_DATA_
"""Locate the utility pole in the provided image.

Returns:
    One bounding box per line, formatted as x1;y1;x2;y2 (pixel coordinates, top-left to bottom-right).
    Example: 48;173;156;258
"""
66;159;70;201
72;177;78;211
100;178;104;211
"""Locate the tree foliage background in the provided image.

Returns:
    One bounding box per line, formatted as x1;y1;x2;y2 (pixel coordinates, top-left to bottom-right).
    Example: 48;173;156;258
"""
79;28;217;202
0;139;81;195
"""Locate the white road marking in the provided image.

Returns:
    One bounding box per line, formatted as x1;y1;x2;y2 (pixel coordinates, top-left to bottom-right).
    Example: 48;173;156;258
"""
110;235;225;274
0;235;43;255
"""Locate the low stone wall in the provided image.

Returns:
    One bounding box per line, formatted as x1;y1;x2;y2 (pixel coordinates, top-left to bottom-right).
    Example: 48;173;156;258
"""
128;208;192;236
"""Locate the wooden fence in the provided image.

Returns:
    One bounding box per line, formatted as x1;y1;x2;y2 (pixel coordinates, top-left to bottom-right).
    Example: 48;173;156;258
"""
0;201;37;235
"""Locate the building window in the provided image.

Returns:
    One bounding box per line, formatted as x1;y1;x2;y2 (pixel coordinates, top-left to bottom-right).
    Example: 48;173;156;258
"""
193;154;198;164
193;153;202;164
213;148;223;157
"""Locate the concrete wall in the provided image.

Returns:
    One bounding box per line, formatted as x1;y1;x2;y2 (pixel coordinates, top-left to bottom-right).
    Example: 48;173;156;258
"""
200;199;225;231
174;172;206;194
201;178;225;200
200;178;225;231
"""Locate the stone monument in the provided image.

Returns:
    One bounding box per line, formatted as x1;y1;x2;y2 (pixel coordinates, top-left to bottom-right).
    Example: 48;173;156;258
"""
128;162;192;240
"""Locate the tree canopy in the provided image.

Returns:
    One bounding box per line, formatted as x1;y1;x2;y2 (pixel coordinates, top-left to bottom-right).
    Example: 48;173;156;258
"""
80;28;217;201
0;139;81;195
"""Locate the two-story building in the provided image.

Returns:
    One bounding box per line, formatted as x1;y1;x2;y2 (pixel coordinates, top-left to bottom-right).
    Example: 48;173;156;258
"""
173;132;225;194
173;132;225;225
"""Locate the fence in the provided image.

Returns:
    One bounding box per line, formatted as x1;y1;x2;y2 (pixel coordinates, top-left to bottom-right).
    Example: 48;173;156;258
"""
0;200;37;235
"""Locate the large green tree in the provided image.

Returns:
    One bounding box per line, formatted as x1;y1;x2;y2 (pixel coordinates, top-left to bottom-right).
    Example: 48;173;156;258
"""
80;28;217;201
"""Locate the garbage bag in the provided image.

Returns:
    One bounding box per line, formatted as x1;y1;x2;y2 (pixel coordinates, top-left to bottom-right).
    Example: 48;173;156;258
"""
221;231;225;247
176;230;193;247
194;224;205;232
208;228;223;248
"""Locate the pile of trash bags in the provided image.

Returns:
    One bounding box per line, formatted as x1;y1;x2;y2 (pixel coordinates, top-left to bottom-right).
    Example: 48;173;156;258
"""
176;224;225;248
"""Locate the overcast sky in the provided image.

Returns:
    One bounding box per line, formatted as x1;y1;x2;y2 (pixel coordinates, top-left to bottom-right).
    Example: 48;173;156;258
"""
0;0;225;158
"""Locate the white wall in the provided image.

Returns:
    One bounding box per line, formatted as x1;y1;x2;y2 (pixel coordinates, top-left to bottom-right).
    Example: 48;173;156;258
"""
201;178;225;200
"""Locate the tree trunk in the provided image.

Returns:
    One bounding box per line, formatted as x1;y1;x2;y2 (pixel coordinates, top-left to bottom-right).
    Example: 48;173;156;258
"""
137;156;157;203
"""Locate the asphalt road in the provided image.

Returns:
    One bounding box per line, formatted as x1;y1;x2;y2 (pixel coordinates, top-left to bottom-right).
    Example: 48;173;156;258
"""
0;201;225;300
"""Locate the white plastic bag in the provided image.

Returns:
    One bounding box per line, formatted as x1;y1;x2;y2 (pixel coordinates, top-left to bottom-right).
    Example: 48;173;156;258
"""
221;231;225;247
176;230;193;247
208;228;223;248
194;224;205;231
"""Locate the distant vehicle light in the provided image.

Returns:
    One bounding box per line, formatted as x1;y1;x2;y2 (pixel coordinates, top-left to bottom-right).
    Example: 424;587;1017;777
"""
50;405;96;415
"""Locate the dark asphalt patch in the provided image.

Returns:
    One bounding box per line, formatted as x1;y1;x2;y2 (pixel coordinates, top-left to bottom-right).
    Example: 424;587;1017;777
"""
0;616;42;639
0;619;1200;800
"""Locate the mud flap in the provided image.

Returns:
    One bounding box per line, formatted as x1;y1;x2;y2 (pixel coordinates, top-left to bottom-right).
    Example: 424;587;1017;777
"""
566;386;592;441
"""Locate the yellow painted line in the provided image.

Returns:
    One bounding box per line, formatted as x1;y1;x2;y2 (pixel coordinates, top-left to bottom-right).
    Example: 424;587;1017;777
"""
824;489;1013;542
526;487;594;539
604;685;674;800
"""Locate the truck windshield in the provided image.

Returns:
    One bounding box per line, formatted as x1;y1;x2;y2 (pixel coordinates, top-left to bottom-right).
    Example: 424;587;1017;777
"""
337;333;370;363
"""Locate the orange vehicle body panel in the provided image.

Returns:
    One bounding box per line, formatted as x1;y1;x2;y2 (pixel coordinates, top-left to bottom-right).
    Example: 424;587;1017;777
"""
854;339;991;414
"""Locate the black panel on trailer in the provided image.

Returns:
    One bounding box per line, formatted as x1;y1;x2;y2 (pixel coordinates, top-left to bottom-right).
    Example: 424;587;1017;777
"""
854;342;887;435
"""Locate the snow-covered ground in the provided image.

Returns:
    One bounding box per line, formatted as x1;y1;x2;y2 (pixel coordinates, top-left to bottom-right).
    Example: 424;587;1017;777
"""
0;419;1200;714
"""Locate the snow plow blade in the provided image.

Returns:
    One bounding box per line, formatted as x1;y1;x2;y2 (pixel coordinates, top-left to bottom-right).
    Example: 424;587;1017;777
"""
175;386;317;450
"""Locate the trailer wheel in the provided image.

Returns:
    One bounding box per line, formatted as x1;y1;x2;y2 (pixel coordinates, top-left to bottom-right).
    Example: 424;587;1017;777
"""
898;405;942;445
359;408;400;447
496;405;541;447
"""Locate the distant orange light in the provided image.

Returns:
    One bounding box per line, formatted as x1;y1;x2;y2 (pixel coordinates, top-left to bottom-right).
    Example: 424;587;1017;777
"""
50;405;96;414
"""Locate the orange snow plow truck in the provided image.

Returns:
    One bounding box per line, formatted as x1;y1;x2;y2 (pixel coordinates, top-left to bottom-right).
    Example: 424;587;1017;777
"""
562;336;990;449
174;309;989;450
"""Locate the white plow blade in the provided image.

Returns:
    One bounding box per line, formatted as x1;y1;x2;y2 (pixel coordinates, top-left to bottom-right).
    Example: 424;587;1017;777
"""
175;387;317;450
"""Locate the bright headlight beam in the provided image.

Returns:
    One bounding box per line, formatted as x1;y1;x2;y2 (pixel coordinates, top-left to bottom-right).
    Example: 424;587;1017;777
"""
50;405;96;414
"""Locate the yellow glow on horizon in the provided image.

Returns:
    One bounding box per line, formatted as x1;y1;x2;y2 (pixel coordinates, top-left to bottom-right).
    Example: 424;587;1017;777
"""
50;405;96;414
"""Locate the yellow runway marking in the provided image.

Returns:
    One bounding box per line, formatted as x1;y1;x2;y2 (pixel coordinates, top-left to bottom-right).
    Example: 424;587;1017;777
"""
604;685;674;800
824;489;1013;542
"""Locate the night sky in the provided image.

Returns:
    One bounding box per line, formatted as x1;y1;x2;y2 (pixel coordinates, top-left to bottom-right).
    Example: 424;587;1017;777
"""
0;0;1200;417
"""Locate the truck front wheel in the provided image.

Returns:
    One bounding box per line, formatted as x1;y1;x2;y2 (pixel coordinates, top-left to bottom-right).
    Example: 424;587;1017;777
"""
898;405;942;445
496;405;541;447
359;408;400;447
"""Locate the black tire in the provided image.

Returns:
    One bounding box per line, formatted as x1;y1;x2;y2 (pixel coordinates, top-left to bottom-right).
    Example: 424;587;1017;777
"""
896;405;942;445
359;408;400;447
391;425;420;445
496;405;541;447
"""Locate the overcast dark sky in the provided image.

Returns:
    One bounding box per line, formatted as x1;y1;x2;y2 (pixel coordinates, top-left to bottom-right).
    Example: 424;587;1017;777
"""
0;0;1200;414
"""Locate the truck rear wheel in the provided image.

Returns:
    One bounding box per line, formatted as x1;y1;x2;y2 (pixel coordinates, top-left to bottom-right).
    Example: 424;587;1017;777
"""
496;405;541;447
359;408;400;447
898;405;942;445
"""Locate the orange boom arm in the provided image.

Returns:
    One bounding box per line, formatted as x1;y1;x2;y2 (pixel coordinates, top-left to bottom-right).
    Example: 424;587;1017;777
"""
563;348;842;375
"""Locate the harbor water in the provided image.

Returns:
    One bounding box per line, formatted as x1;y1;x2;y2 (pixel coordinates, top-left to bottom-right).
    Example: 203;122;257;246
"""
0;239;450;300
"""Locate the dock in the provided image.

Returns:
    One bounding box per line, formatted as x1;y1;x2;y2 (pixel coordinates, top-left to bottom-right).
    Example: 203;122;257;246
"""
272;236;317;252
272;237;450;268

==

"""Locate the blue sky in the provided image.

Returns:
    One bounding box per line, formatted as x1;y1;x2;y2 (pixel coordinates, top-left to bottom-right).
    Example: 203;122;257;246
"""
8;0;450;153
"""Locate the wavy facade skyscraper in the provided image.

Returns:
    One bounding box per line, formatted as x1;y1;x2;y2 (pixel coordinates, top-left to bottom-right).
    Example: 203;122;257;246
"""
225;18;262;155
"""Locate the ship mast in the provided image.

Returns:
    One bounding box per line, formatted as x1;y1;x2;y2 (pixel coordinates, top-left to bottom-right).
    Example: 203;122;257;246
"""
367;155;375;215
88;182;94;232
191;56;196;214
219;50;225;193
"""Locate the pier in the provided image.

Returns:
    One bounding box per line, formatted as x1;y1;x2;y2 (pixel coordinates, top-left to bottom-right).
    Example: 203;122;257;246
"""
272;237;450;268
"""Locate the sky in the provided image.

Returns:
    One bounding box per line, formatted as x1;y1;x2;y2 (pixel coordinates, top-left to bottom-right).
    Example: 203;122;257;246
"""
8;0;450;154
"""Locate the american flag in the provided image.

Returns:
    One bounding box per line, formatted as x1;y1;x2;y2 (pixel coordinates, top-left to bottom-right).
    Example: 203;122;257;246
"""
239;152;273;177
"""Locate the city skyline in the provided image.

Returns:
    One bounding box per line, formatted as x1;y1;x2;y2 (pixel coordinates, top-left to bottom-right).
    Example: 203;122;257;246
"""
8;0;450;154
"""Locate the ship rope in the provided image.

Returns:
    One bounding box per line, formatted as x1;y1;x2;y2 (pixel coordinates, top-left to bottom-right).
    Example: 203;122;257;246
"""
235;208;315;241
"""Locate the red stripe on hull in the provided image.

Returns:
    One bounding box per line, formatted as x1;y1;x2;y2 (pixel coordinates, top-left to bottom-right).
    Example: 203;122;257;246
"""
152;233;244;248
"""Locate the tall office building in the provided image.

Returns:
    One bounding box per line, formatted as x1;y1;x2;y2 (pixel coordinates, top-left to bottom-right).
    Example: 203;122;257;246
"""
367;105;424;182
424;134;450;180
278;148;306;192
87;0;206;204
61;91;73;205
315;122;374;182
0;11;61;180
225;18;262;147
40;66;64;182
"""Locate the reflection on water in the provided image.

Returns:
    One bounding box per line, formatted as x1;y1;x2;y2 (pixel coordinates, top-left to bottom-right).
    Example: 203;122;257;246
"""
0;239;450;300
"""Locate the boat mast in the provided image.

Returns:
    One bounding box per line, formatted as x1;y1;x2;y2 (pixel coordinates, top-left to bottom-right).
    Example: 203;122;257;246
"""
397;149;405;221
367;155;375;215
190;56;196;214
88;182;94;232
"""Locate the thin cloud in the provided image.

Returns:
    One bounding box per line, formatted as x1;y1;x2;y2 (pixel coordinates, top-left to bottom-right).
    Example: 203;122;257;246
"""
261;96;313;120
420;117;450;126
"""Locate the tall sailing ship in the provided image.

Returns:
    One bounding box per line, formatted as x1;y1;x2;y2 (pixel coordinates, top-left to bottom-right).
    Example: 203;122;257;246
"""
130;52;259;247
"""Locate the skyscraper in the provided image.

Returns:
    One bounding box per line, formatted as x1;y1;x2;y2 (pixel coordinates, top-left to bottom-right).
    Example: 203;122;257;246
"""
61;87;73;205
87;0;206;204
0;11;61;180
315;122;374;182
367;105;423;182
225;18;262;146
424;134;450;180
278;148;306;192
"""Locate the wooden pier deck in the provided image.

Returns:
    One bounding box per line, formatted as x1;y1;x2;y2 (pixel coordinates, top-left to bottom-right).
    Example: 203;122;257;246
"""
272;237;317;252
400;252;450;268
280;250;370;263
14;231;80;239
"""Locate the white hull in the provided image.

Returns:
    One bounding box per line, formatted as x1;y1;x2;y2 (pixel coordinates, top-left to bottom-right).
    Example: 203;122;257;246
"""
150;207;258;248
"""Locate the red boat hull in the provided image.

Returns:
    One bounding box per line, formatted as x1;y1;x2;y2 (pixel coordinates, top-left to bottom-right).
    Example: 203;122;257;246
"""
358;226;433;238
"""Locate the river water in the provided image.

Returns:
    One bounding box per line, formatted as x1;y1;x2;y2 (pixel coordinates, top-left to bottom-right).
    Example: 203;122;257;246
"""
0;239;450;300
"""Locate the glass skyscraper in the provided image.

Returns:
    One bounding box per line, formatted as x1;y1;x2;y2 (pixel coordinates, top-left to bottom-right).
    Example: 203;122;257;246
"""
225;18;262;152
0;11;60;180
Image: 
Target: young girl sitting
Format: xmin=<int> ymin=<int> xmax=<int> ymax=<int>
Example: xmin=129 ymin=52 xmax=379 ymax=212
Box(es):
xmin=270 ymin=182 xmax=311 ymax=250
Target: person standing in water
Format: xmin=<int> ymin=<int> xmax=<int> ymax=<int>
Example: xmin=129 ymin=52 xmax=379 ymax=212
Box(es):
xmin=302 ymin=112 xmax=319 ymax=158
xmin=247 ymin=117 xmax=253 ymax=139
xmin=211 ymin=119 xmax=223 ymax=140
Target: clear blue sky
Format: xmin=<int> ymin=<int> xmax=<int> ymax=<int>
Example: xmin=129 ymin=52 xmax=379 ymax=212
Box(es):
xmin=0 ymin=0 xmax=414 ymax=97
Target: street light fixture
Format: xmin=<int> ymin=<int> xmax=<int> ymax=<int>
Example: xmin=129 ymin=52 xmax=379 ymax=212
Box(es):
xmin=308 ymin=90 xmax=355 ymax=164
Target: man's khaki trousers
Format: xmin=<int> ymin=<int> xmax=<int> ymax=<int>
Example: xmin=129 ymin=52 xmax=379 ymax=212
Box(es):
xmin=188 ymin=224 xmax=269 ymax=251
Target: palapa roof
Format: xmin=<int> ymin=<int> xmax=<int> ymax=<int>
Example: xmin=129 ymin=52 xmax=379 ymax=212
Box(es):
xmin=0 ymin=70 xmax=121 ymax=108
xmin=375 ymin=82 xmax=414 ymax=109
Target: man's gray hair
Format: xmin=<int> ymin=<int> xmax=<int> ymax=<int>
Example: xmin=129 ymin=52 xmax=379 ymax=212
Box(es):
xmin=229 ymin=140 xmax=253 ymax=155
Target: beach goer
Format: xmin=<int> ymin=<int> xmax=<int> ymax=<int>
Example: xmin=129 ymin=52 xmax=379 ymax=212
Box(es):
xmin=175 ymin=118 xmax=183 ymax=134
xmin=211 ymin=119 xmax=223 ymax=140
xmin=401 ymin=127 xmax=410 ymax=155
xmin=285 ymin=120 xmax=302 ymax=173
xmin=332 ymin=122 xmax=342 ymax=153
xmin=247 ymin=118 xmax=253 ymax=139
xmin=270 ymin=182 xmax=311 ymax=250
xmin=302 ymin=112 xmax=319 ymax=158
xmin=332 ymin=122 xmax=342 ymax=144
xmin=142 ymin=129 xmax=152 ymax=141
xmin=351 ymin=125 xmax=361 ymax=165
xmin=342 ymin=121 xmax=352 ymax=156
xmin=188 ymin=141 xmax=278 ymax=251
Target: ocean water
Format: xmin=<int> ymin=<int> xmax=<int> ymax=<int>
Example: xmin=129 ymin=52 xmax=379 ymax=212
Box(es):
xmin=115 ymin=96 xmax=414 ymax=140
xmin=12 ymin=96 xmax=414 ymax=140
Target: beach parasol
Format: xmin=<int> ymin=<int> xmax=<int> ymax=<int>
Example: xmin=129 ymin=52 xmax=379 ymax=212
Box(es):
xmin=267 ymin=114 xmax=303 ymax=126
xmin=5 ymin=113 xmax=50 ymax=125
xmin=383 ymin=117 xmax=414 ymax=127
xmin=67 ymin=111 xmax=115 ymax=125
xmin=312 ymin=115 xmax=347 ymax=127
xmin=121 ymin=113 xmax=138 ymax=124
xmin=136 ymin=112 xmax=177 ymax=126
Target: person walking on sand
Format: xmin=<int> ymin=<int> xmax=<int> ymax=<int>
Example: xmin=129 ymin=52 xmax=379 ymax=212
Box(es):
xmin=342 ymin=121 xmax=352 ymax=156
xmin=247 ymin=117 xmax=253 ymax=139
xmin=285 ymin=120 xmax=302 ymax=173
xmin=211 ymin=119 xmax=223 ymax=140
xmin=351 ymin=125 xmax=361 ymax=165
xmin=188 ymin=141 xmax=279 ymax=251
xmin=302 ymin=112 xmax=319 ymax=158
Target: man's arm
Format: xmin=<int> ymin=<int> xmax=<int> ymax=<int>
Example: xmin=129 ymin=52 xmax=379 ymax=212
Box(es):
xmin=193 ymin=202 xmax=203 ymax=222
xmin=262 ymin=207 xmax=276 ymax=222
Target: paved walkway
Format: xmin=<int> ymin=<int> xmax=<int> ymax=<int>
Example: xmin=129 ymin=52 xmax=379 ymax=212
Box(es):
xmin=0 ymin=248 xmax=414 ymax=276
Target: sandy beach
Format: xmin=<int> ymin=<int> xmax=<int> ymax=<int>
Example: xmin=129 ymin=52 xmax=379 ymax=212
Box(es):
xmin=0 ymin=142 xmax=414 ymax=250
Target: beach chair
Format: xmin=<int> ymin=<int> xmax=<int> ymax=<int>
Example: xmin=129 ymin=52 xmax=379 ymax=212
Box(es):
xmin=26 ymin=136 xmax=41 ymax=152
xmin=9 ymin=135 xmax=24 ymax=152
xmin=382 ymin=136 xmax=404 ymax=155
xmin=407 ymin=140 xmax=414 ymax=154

_SET PROBLEM_
Select and copy every line of the items above that contains the string "black". Case counts.

_FINAL ANSWER_
"""Locate the black panel on trailer in the provided image.
"""Locate the black tire in the provided image.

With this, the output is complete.